* PASSAGE FOR REVIEW

■ ■ ■

Nursing has always been demanding, but the last few years have pushed the profession into new territory. Long before the word “burnout” became a workplace buzzword, nurses were already feeling its weight. They experienced emotional exhaustion and compassion fatigue. There was also a sense that no matter how hard they tried, it was never quite enough.
The majority of nurses report feeling burned out, according to national surveys. They cite understaffing, high workloads, and emotional strain as the primary drivers. Many say they are caring for too many patients at once. They feel pressured to perform tasks outside their role just to keep the system afloat.
Here in San Diego, those numbers are not just data points. They’re seen in ICU nurses who haven’t fully processed what they witnessed during COVID surges. They’re evident in ED nurses who absorb trauma shift after shift. They appear in long-term care nurses who feel like they are carrying entire facilities on their backs.
Stories from UC San Diego Health during the height of the pandemic depicted dedicated nurses. They became a “second family” to patients stuck in isolation. They held phones during final goodbyes and carried that weight home to their own families. That level of emotional labor doesn’t disappear just because the headlines move on.
The term “moral injury” has started to appear more in nursing conversations. It describes the pain that comes from knowing what your patients need. However, you might not have the time, staffing, or resources to provide it. For many nurses, that is the deepest wound of all.
How Whispering Hope International Can Help
Whispering Hope International believes nurse mental health is not optional—it’s essential.
We envision:
- Confidential support circles where nurses can speak freely about burnout and moral injury
- Partnerships with mental health professionals familiar with healthcare trauma
- Workshops on boundaries, resilience, and healing that don’t just tell nurses to “be more resilient” while nothing changes around them
We cannot ask nurses to carry the emotional weight of the healthcare system alone. Our commitment is to stand beside them, listen without judgment, and help build pathways to healing.

■ ■ ■

* PROBLEM SET
A. According to the article on nurse burnout, what do nurses cite as the primary drivers of their burnout?
B. Rewrite the article on nurse burnout starting with "Here in San" and going on through "on their backs.", putting "pandemic surges" in place of "COVID surges".

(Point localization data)
■ ■ ■

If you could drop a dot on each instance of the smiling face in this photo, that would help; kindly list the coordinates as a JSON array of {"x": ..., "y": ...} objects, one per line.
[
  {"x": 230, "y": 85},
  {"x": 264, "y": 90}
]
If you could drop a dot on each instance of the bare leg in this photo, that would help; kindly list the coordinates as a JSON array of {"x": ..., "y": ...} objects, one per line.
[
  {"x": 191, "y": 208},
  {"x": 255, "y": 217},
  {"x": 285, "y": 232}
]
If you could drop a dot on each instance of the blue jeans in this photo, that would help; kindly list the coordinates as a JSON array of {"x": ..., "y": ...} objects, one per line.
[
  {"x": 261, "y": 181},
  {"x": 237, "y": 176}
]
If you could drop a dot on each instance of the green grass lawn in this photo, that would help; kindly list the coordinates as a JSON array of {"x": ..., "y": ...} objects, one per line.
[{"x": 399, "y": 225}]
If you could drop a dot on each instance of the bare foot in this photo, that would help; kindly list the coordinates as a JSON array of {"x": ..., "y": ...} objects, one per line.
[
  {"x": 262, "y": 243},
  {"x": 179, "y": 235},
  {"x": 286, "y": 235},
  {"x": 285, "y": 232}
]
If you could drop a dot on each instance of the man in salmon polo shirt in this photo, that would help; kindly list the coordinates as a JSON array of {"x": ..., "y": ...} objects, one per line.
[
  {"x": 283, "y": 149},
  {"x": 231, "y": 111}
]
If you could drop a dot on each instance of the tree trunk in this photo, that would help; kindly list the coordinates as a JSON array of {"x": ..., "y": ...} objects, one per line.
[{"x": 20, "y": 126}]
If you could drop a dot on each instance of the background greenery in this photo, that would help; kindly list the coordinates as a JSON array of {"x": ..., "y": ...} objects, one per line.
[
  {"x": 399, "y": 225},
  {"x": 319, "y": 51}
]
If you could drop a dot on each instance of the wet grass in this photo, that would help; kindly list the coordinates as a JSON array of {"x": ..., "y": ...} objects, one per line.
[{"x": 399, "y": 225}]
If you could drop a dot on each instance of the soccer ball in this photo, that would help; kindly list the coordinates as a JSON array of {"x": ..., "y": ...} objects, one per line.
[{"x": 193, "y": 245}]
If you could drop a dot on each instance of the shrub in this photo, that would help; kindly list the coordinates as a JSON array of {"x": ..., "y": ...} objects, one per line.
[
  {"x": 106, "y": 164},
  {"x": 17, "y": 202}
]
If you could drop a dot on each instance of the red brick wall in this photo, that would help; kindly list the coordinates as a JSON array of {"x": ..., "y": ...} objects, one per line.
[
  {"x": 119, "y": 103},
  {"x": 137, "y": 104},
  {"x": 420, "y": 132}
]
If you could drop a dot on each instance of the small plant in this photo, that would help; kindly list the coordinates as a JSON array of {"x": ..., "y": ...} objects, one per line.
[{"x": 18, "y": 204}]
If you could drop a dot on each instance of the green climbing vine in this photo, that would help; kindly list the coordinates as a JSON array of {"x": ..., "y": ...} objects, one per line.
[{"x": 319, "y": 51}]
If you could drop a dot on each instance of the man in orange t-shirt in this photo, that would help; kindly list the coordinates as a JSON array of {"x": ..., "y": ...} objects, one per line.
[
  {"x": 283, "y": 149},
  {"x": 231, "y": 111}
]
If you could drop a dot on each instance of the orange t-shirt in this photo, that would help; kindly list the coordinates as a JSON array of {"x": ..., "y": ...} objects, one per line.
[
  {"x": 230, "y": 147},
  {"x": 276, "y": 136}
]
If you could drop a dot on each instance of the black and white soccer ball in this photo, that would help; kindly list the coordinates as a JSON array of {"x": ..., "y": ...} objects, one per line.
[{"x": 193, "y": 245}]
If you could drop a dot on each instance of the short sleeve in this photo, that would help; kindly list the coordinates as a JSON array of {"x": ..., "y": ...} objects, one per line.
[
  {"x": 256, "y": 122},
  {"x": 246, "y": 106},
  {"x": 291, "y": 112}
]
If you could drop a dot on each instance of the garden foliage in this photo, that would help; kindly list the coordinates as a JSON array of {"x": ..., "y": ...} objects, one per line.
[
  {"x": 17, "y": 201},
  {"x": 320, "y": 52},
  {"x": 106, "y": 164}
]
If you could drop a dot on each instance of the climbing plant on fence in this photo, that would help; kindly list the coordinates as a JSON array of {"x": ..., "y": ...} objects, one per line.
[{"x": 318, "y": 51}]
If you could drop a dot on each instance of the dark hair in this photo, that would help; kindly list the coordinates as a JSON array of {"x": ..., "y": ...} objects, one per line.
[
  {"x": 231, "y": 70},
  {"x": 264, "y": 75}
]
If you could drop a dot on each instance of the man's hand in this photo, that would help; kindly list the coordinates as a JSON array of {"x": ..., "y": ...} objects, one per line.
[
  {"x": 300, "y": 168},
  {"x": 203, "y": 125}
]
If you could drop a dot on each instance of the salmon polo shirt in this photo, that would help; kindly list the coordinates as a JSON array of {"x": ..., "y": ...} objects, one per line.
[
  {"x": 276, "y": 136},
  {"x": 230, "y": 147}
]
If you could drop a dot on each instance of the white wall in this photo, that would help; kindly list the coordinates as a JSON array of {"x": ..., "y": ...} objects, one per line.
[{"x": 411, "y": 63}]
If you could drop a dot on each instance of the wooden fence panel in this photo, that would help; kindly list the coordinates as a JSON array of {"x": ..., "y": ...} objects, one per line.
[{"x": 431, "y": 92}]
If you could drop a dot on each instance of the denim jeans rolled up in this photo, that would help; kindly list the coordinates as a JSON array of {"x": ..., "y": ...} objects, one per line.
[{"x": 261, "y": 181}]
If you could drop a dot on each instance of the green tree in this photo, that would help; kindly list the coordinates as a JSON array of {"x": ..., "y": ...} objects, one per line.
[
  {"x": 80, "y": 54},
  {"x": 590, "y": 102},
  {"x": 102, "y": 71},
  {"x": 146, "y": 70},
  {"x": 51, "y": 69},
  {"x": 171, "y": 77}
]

■ ■ ■

* ANSWER SECTION
A. Understaffing, high workloads, and emotional strain.

B.
Here in San Diego, those numbers are not just data points. They’re seen in ICU nurses who haven’t fully processed what they witnessed during pandemic surges. They’re evident in ED nurses who absorb trauma shift after shift. They appear in long-term care nurses who feel like they are carrying entire facilities on their backs.